'''

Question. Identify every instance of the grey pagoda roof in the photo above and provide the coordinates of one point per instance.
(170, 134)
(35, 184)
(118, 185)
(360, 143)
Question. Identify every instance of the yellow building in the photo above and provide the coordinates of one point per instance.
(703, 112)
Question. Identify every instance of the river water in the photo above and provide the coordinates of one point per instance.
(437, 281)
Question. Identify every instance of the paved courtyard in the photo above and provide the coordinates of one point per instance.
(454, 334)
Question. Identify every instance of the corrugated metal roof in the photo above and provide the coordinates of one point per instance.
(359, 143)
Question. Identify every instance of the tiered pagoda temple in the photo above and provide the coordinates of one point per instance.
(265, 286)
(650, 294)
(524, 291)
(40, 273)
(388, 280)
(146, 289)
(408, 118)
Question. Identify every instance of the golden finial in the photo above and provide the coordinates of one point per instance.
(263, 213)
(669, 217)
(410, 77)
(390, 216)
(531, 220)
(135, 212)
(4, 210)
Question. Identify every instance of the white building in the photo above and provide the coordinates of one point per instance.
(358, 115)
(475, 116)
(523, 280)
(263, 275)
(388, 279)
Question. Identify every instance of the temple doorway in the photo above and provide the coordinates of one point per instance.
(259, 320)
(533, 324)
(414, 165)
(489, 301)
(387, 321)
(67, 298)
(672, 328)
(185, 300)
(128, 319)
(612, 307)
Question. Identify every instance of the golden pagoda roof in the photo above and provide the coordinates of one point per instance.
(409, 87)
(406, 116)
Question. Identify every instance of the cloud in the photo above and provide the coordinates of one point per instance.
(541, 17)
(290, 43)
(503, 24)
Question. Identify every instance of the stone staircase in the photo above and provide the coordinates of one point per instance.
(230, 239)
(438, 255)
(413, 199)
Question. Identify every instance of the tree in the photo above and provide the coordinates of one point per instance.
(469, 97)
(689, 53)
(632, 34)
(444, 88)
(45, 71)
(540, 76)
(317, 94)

'''

What this task involves - Copy the material above back out, exactly as written.

Answer to the problem -
Question. Identify every instance of the grey pagoda roof in the photo above and provide the coordinates of one point per instance.
(170, 134)
(35, 184)
(118, 185)
(360, 143)
Question. Identify every instance of the yellow building in the photo above and provide the coordinates of one point per instance.
(703, 112)
Question. Identify every instance of the river water in the photo above and provide the coordinates of one point per instance.
(437, 281)
Question. Identify every instance of the paved courtyard in the photo above and provide the coordinates of one point per instance.
(454, 334)
Question. Identify every instance of the corrugated metal roof in the photo above and provide the coordinates of one point per instance.
(359, 143)
Question. Identify every instance of the tiered pagoda temple in the photo above and provide the coordinates of one point per instance.
(265, 286)
(650, 294)
(524, 291)
(40, 273)
(388, 280)
(146, 289)
(408, 118)
Question. Identify every instance of the golden finial in the photo above and provide the coordinates of one point per instance.
(263, 213)
(669, 217)
(410, 77)
(390, 216)
(531, 220)
(135, 212)
(4, 210)
Question. Identify every instance of the white building in the photo above and provide the coordinates of one point per instance.
(358, 115)
(475, 116)
(523, 280)
(263, 275)
(388, 279)
Question. Identify every instance of the temple doorway in the photo above and provide the coordinates of one point per instance.
(259, 320)
(533, 324)
(414, 165)
(489, 301)
(387, 321)
(67, 298)
(672, 328)
(185, 300)
(128, 319)
(612, 307)
Question. Identify every instance of the golden pagoda roof in the photo above and provide the coordinates of one point per instance.
(409, 87)
(406, 116)
Question. Identify every instance of the cloud in the photo above and provide the coordinates of one point per instance.
(541, 17)
(290, 43)
(503, 24)
Question. Identify every instance of the stone staircase in the photo above and provide the coordinates of one point per instance.
(230, 239)
(438, 255)
(413, 199)
Question. Identify every instance of the tree in the photo above and provide the coordinates of one point per instance.
(469, 97)
(689, 53)
(632, 34)
(444, 88)
(45, 71)
(540, 76)
(317, 94)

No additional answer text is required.